■ **Instructions to follow**:
In the festival article below, what did Margaret Walker start in 1968 with nothing more than a desk and a telephone?

■ **Source passage**:
The collusion of art and activism can be a powerful force, a panel of nationally renowned writers and teacher concluded Friday as the Jackson State University’s 9th Annual Creative Arts Festival began.

The roundtable discussion, titled Margaret Walker and Toni Morrison: Arts and Activism, got the festival off to a good start, followed by the historic dedication of a Toni Morrison Society “Bench by the Road,” with more talks and activities on Saturday.
“’For My People’ is ‘the’ activist poem,” Carolyn Denard, founder and board chair of The Toni Morrison Society told fellow panelists in the Arts and Activism discussion. “Margaret Walker once said, ‘Our greatest weapon is the word’,” Denard continued.
Walker, known as Margaret Walker Alexander, her married name, among her fellow JSU professors, was a perfect example of that confluence of the writer as artist and the artist as activist, she said.
Walker’s greatest activist act, Denard said, would be the institute for black studies that she founded, now known as the Margaret Walker Center for the Study of the African-American Experience, that she started in 1968 with nothing more than a desk and a telephone.
Much of the discussion centered on how to get young people to embrace the written word and then go forward with it as a means of activisim.
“I want my students to find genius in themselves,” said Nikky Finney, a poet, National Book Award winning author and professor at the University of South Carolina, who also would give this year’s keynote address. “That’s activism.”
The challenge is to make the written word meaningful, the panelists agreed.
Finney recalled after one of her literature classes, a young black male came up to her in the wake of the Ferguson, Mo., police shooting which seemed to highlight the feelings of invisibility by that segment, and said: “I love this class.”

■ **Data block**:

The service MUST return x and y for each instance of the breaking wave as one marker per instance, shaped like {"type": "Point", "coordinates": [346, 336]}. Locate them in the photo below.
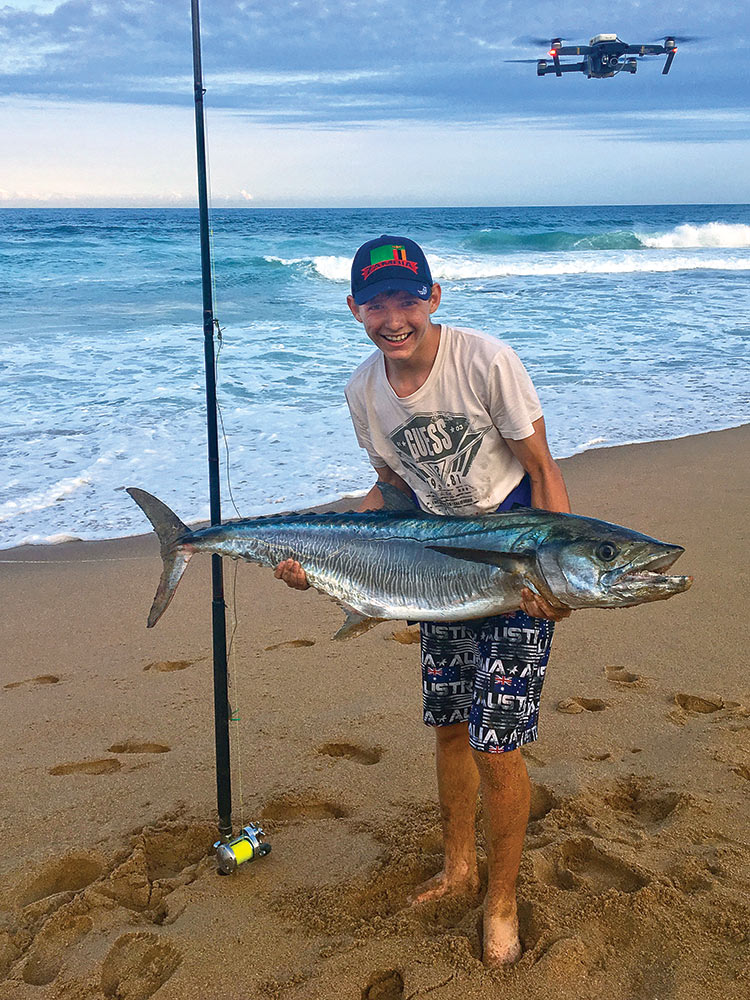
{"type": "Point", "coordinates": [467, 269]}
{"type": "Point", "coordinates": [712, 234]}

■ **Response below**:
An institute for black studies, now known as the Margaret Walker Center for the Study of the African-American Experience.